▶ WHAT THE EXERCISE ASKS: Count the lines in the items below that contain the string "tree", treating case as significant, and give only the number.
━━━ DATA ENTRIES ━━━
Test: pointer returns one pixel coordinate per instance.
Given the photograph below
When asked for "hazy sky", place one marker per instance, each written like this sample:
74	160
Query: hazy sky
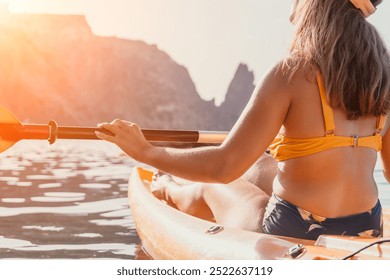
209	37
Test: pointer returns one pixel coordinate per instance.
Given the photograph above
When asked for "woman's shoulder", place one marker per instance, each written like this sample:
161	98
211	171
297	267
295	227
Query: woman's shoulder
291	75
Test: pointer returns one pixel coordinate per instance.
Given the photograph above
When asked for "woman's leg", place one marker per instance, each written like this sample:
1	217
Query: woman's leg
240	204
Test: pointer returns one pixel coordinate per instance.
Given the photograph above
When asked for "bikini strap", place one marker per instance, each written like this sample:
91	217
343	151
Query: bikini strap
380	123
326	109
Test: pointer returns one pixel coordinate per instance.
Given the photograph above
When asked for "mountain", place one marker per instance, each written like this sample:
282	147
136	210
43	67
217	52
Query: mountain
54	67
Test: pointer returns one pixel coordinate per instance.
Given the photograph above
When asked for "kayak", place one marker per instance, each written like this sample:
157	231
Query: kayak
169	234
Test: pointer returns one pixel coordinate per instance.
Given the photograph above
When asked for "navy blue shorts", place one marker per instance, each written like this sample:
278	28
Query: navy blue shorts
286	219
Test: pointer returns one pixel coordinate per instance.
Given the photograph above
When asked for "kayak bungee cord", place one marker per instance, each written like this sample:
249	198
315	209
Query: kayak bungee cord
365	247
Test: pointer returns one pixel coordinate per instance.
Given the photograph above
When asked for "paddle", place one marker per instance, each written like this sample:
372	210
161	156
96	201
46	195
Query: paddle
12	130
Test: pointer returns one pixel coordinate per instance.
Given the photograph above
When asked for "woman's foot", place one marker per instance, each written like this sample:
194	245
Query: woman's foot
160	183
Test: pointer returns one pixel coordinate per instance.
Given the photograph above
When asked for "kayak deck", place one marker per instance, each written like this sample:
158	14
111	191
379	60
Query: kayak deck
166	233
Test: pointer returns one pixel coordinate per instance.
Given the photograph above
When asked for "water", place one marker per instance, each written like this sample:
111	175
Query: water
69	200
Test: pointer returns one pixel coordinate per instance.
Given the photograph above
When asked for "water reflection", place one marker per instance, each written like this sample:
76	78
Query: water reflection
68	200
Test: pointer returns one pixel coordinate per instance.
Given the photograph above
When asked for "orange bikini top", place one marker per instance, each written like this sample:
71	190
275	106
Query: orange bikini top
283	147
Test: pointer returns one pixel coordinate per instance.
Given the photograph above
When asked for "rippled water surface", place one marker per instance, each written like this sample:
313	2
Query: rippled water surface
69	200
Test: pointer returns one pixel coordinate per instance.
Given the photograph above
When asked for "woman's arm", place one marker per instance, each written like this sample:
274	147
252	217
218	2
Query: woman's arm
385	155
249	138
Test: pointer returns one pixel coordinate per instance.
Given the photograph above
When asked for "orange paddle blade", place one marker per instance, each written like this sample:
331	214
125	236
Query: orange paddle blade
7	118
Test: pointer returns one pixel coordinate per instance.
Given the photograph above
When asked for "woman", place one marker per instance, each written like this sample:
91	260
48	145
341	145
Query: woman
321	111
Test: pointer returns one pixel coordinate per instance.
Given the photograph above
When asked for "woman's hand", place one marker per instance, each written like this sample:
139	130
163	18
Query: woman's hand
127	136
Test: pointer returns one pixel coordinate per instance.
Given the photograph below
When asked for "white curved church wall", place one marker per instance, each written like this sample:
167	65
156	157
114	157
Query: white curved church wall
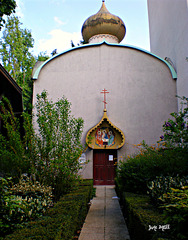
142	91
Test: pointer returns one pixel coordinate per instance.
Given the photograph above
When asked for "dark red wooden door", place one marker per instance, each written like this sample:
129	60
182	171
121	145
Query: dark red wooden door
104	162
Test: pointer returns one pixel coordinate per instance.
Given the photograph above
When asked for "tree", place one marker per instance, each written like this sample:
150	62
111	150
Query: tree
6	8
16	57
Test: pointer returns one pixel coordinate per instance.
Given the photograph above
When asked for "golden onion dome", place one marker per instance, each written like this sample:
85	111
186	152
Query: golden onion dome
103	22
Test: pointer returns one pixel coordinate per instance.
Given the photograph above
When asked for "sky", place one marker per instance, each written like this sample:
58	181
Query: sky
54	23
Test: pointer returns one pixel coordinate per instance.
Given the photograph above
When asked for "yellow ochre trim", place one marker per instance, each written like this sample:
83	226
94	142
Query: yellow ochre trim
105	118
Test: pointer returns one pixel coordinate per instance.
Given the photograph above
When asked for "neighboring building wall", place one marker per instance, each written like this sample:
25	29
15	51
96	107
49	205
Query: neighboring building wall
168	23
141	90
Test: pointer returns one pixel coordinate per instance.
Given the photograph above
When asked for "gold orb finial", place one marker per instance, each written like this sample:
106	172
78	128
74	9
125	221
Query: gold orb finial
103	22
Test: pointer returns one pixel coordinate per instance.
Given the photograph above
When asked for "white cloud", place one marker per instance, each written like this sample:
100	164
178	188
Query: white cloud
57	2
19	8
59	40
57	20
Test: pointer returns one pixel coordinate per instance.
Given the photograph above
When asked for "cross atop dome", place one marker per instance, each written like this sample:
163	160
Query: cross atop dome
103	25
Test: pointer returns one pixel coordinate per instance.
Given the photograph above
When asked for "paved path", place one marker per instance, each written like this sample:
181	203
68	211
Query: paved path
105	220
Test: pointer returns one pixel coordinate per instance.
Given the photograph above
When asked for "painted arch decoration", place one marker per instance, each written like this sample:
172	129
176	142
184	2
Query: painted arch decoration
105	135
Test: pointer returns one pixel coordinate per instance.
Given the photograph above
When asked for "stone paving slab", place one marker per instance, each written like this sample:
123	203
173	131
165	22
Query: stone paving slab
105	220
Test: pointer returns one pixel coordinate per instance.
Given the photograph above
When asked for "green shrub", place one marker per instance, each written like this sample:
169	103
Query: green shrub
22	202
161	185
49	155
176	129
143	219
175	205
134	173
61	221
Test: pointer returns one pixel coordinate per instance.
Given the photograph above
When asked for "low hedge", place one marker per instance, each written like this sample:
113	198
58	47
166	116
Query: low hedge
61	221
144	221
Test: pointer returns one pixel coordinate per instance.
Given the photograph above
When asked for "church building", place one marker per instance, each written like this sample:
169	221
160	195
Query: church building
123	93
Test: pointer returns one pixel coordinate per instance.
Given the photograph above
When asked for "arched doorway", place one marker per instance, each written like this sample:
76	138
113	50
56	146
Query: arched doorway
105	139
104	165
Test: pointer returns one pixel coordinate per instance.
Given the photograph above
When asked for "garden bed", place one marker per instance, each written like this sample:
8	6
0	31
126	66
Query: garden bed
63	220
144	221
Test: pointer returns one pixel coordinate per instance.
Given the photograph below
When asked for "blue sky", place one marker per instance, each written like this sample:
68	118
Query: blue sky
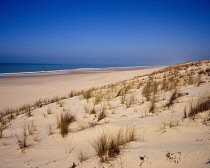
104	32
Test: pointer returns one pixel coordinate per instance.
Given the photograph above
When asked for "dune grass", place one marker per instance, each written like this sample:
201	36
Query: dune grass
63	121
82	155
107	145
22	140
202	103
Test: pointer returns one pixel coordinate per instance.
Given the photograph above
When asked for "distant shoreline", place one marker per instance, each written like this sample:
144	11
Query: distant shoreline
6	69
73	71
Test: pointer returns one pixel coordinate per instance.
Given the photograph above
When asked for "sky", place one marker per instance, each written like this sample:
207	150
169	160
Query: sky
150	32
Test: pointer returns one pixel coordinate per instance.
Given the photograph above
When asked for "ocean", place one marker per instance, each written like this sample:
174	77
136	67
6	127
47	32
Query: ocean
36	68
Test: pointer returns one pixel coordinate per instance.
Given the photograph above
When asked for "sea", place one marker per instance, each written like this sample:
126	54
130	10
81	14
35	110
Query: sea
6	68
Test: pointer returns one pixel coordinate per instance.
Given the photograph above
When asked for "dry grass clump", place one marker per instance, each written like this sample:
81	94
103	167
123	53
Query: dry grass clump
63	121
152	105
174	95
102	113
31	127
60	103
151	87
199	105
87	126
89	110
170	123
130	101
98	98
107	145
206	119
1	131
82	155
22	141
89	94
49	130
49	111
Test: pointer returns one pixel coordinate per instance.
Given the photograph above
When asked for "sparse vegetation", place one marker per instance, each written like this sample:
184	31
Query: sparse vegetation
49	111
63	121
82	155
49	130
31	127
22	140
107	145
102	113
202	103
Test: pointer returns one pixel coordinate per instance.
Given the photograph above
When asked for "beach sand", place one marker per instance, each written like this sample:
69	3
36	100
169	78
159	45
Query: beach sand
19	89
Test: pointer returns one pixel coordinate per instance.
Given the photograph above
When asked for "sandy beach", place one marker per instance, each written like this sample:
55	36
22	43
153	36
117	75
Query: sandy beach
19	89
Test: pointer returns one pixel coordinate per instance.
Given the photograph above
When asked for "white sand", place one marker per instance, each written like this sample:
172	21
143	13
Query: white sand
189	142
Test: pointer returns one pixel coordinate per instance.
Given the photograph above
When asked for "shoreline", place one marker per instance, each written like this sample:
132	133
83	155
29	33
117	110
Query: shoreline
17	90
76	70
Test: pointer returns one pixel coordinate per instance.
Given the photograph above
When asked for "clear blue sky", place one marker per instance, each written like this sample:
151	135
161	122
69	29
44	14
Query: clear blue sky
104	31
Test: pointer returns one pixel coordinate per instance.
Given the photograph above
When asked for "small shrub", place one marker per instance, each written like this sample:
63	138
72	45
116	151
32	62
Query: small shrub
152	105
130	101
82	155
107	145
199	105
49	111
64	121
175	94
31	127
1	132
49	130
102	113
22	141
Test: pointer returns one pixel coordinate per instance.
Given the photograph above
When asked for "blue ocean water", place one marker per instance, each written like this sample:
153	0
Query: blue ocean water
33	68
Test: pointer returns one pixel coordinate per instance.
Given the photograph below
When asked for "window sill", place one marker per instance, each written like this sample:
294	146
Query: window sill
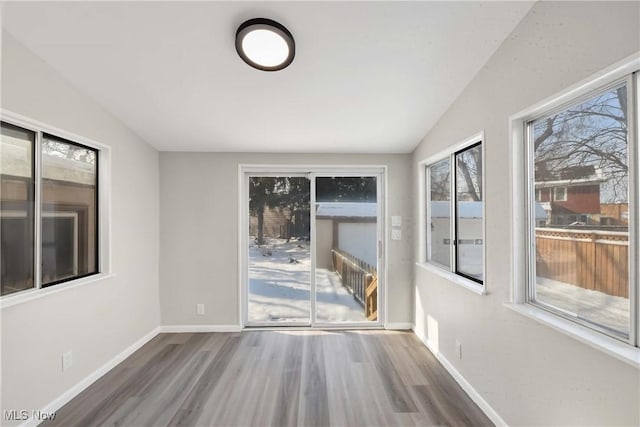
608	345
470	285
33	294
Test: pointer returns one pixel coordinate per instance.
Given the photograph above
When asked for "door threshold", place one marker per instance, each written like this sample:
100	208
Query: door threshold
312	328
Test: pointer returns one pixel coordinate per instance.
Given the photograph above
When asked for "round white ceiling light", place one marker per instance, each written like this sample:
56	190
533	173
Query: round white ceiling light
265	44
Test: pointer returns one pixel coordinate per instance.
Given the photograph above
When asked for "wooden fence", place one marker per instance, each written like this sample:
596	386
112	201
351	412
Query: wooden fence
360	278
591	259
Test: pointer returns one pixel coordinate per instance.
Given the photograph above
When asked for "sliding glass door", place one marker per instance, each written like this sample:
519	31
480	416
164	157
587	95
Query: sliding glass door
346	273
279	267
313	254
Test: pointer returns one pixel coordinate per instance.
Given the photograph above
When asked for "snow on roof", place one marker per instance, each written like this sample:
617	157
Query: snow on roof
440	209
347	209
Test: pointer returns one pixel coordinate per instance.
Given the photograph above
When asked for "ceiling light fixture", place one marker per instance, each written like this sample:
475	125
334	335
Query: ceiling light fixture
265	44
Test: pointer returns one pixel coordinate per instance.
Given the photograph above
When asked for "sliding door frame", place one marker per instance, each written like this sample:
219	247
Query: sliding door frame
247	171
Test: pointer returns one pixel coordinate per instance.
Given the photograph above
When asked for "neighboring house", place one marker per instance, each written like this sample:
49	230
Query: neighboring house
348	226
280	223
469	224
614	214
569	195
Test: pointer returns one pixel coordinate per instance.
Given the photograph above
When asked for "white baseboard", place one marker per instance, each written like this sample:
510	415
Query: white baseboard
200	328
468	388
400	326
66	397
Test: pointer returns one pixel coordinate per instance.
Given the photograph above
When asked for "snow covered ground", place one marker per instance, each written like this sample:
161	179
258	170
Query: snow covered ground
597	307
279	285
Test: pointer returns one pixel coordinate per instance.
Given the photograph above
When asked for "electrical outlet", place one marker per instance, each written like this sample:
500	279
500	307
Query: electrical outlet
67	360
459	349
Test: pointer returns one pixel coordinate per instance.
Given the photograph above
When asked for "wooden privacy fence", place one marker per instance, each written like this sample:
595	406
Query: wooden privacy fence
360	278
591	259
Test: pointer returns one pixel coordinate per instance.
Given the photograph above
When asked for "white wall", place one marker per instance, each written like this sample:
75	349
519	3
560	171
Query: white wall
101	319
529	373
199	231
360	240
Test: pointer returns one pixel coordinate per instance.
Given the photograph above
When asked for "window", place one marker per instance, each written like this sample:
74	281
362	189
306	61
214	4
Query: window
560	194
49	209
455	212
583	271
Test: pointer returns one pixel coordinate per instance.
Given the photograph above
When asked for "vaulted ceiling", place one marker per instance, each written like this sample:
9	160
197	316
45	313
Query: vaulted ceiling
368	77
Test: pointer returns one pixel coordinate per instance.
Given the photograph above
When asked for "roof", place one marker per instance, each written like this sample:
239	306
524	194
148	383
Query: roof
347	209
440	209
572	175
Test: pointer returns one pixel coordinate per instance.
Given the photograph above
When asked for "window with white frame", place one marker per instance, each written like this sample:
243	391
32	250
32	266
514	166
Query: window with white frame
48	211
585	147
455	213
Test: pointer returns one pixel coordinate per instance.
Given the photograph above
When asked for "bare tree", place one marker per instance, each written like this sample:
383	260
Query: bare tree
592	133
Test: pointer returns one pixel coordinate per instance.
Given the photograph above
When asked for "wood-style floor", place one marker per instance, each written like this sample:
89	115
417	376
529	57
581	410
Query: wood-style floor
276	378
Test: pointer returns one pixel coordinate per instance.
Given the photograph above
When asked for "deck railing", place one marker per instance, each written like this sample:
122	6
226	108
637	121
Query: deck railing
360	278
590	259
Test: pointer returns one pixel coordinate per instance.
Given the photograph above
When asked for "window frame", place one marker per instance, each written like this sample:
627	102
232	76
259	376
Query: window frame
627	70
424	257
97	151
103	209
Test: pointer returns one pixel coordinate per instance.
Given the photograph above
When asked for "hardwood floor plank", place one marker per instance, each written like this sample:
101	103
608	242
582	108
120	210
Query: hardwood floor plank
314	405
191	408
288	400
392	384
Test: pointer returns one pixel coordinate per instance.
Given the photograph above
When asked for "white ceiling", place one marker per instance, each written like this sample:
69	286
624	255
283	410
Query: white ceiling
368	77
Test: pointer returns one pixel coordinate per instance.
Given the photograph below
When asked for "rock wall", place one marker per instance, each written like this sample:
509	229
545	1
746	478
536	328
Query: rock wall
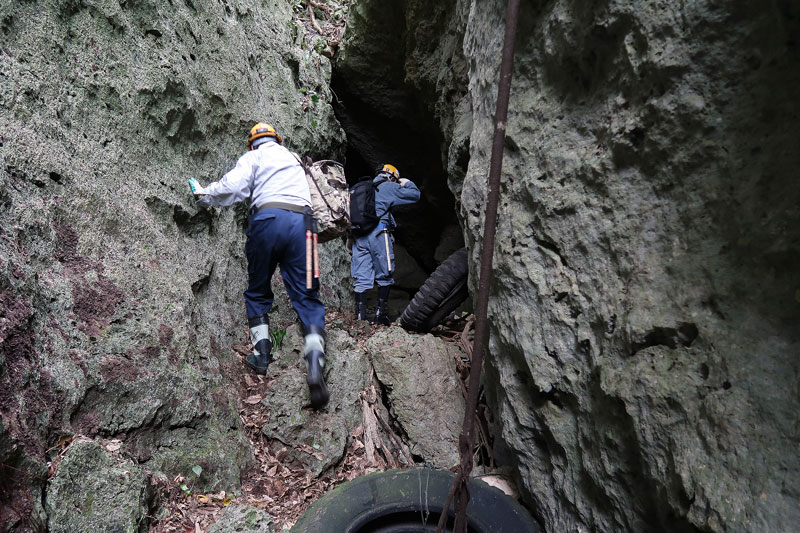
━━━
▶ RESULT OF THE TASK: 4